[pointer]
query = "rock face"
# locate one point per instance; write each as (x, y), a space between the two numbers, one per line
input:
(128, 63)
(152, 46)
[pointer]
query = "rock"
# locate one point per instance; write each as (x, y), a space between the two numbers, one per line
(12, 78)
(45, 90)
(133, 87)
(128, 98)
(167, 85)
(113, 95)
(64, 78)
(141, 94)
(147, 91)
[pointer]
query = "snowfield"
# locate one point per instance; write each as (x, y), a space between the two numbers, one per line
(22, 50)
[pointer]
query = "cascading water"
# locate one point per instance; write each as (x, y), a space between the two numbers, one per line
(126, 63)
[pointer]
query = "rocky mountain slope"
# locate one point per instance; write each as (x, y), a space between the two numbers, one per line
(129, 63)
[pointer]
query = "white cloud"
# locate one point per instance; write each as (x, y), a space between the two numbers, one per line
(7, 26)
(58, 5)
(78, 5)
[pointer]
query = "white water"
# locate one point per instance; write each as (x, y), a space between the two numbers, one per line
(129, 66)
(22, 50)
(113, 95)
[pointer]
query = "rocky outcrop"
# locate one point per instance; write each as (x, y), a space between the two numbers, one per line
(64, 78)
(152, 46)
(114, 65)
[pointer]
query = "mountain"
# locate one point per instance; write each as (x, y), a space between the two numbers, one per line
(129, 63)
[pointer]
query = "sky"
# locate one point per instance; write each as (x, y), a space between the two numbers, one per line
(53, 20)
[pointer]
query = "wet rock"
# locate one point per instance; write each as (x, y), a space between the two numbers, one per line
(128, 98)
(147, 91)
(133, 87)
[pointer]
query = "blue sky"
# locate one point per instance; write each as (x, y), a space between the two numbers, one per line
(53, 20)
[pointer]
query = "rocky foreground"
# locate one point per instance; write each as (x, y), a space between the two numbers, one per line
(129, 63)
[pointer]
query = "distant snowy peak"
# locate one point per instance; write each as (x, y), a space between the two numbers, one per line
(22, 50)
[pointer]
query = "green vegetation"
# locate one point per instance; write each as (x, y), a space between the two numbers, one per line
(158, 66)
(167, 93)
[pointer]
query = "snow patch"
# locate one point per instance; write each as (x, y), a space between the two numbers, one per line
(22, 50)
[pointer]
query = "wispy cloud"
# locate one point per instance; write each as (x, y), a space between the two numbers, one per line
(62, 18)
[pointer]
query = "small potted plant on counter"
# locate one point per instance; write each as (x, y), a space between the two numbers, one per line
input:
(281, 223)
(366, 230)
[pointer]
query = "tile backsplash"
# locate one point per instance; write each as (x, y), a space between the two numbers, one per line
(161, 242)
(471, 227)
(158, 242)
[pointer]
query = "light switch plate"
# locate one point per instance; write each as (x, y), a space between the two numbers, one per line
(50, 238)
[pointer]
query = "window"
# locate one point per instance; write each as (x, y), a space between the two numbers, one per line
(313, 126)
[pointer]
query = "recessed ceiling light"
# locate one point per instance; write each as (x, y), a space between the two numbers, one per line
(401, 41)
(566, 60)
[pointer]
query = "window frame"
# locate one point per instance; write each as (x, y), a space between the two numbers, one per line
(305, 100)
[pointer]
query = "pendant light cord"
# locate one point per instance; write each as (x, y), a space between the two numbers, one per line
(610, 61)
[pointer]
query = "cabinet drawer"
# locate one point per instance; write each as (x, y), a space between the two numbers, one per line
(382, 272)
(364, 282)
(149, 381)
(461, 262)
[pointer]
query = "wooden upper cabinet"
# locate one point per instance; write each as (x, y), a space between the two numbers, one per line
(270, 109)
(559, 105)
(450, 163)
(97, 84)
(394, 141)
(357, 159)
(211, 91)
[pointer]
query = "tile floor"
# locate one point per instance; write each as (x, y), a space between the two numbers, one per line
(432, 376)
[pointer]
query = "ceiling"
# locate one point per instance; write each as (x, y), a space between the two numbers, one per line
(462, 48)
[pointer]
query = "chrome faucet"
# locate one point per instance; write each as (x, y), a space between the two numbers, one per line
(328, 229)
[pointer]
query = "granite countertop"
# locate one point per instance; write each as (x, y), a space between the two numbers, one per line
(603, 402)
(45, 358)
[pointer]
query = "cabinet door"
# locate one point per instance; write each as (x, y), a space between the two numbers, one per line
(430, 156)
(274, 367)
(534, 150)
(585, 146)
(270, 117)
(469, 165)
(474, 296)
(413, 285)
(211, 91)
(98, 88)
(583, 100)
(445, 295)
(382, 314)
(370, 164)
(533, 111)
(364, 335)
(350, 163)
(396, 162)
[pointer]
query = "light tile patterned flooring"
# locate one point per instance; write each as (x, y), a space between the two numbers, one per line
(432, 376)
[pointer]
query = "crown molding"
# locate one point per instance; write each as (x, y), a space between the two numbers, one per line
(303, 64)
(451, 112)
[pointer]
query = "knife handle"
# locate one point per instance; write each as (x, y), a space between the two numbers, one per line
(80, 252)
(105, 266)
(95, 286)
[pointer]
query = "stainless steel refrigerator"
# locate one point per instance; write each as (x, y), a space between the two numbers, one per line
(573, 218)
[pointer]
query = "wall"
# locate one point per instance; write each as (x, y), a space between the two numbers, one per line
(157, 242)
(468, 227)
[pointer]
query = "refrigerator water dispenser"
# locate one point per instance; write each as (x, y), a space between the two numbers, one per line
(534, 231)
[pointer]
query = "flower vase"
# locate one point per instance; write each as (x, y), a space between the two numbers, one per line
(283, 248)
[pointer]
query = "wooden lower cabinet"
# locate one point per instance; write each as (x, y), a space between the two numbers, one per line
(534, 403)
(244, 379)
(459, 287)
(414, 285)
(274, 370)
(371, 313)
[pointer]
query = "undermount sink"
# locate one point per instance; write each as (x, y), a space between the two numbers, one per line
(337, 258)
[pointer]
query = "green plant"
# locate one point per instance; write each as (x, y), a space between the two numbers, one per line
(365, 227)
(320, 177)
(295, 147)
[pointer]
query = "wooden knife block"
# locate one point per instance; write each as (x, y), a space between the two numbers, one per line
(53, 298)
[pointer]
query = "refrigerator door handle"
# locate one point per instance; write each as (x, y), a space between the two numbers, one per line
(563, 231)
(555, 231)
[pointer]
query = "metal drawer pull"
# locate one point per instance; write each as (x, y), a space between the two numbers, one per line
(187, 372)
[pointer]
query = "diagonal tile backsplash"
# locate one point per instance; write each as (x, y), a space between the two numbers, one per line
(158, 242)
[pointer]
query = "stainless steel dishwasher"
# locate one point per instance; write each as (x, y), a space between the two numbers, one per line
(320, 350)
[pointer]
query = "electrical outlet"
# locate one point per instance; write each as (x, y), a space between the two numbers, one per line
* * *
*Aim of the exercise*:
Each line of the material above must be retyped precisely.

*Result of the task*:
[pointer]
query = "rock face"
# locate one point per instance; write each as (x, y), a space between the two numbers, one per line
input:
(128, 63)
(152, 46)
[pointer]
query = "rock"
# locate one point per instance; write each as (x, y), a space between the two numbers, one per line
(12, 78)
(45, 90)
(133, 87)
(128, 98)
(167, 85)
(113, 95)
(64, 78)
(141, 94)
(147, 91)
[pointer]
query = "snowfield"
# locate one point per instance; write each as (x, y), a space between the two numbers, one per line
(22, 50)
[pointer]
query = "cascading water"
# locate one point per instance; write each as (x, y), a space between the two numbers, one per line
(126, 63)
[pointer]
query = "rocky mountain slope"
# locate one point per instance; write each as (x, y), a space between the two numbers, one per line
(129, 63)
[pointer]
query = "white cloud"
# locate one point per instance; write each as (x, y), a space between the two numbers, one per line
(7, 26)
(58, 5)
(78, 5)
[pointer]
query = "white water"
# locate one point per instance; write each as (x, y), a space between the two numbers, one per line
(129, 66)
(22, 50)
(113, 95)
[pointer]
query = "rocky outcrop"
# locate one point per instance; write each as (x, y), a space between the two numbers, one per line
(64, 78)
(152, 46)
(114, 65)
[pointer]
query = "mountain"
# locate one point per instance; write each as (x, y), a space between the two numbers, one per line
(129, 63)
[pointer]
query = "sky"
# locate one point per instance; write each as (x, y), a space between the two numbers, one per line
(53, 20)
[pointer]
query = "wet rock"
# locate one point per instance; write each as (x, y), a space between the two numbers, one per line
(128, 98)
(147, 91)
(133, 87)
[pointer]
query = "blue sky"
# locate one point per instance; write each as (x, y), a space between the two numbers, one per line
(53, 20)
[pointer]
query = "rocky foreground"
# locate one point per instance; write each as (x, y), a space between the two numbers, one per line
(129, 63)
[pointer]
query = "distant snowy peak"
# locate one point per instance; write each as (x, y), a space between the two numbers, one per line
(22, 50)
[pointer]
query = "green vegetation"
# locate one point per instance; write each as (x, y), a space between the two numbers, one per line
(158, 66)
(167, 93)
[pointer]
query = "snow patch"
# locate one point per instance; write each as (x, y), a space between the two numbers, one per line
(22, 50)
[pointer]
query = "wispy cloud"
# locate one point per instance; write each as (x, y), a space between the two numbers, one per line
(62, 18)
[pointer]
query = "small potted plant on counter"
# locate one point per instance; write each as (x, y), a space between the two numbers, one per line
input:
(281, 223)
(366, 230)
[pointer]
query = "tile backsplash"
# locate one point per instance; write each as (x, y), a space between the two numbers, one per line
(161, 242)
(471, 227)
(158, 242)
[pointer]
query = "light switch plate"
# locate one point per instance; write each as (x, y), a space between the two numbers, one per line
(50, 238)
[pointer]
query = "window"
# locate one point per instance; write each as (x, y), a space between the two numbers, one per line
(313, 126)
[pointer]
query = "recessed ceiling light"
# locate one point per instance; write each as (x, y), a space between the two numbers, one per line
(401, 41)
(566, 60)
[pointer]
query = "window frame"
# locate one point per instance; write each as (x, y), a space between the two numbers, one per line
(305, 100)
[pointer]
query = "pendant light cord"
# locate one point per instance; write each as (x, y), a space between the two numbers, one per line
(610, 61)
[pointer]
query = "cabinet drawer"
# locate one point per instance; write each as (x, y), a space between the two numbers, one per line
(382, 272)
(364, 282)
(149, 381)
(461, 262)
[pointer]
query = "wooden upper cabinet"
# locate one point per instance; write each as (x, y), a space between the two numbers, one per line
(270, 109)
(559, 105)
(450, 163)
(97, 84)
(394, 141)
(357, 159)
(211, 91)
[pointer]
query = "tile floor"
# locate one point per instance; write each as (x, y), a space between the two numbers, one per line
(432, 376)
[pointer]
query = "ceiling"
# locate one point per instance; write each as (x, y), a space between the two numbers, one per line
(462, 48)
[pointer]
query = "chrome faucet"
# locate one point per instance; write each as (x, y), a space between the two numbers, one per line
(328, 229)
[pointer]
query = "granite countertop"
# locate one point per instance; write each as (x, y), a space between the two numbers, one per line
(603, 402)
(45, 358)
[pointer]
query = "cabinet door"
# locate one point per instance; write each as (x, y), a space between the two numbers, one per line
(430, 156)
(274, 367)
(534, 150)
(585, 146)
(270, 117)
(469, 165)
(474, 296)
(413, 285)
(211, 91)
(98, 88)
(583, 100)
(445, 295)
(382, 314)
(370, 164)
(533, 111)
(364, 335)
(350, 163)
(396, 162)
[pointer]
query = "light tile patterned flooring"
# locate one point per instance; write each as (x, y), a space between the two numbers, one per line
(432, 376)
[pointer]
query = "crown molding"
# locate one point per instance; write each as (x, y), a space between the two numbers, one per line
(303, 64)
(451, 112)
[pointer]
query = "knife handle"
# locate one point per instance; write each as (x, y), a space between the two numbers, one per line
(80, 252)
(105, 266)
(95, 286)
[pointer]
query = "stainless steel refrigerator"
# locate one point per instance; write each as (x, y), a space between the two numbers, one per line
(573, 218)
[pointer]
query = "wall"
# locate one point per instance; write each as (x, y), a space between the two numbers, one per line
(157, 242)
(468, 227)
[pointer]
query = "refrigerator water dispenser"
# locate one point per instance; write each as (x, y), a space between the two numbers, one per line
(534, 231)
[pointer]
query = "flower vase"
# locate one point per instance; write each as (x, y), a space between the two numbers, one per line
(283, 248)
[pointer]
query = "wooden lower cabinet"
# locate one point per instance; write each as (x, y), a space between the two numbers, one per line
(534, 403)
(244, 379)
(459, 287)
(414, 285)
(274, 370)
(371, 313)
[pointer]
query = "undermount sink"
# locate one point per instance; write each as (x, y), a space between the two numbers, one per line
(337, 258)
[pointer]
query = "green plant"
# locate one point per instance; write each as (x, y), a space between the two numbers, one per line
(365, 227)
(320, 177)
(295, 147)
[pointer]
query = "wooden knife block"
# locate one point per instance; write each as (x, y), a space between the two numbers, one per line
(53, 298)
[pointer]
query = "refrigerator door handle"
# locate one point per instance; write each as (x, y), a space between the two numbers, one per line
(563, 231)
(555, 231)
[pointer]
query = "metal drawer pull"
# locate one point per instance; write each as (x, y), a space between the two numbers, one per line
(187, 372)
[pointer]
query = "diagonal tile backsplash"
# locate one point per instance; write each as (x, y), a space between the two numbers, one per line
(158, 242)
[pointer]
query = "stainless steel dishwasher"
# locate one point per instance; write each as (x, y), a space between the two numbers, one per line
(320, 350)
[pointer]
query = "electrical outlet"
# locate one point per instance; write each as (x, y), a space between the two numbers, one per line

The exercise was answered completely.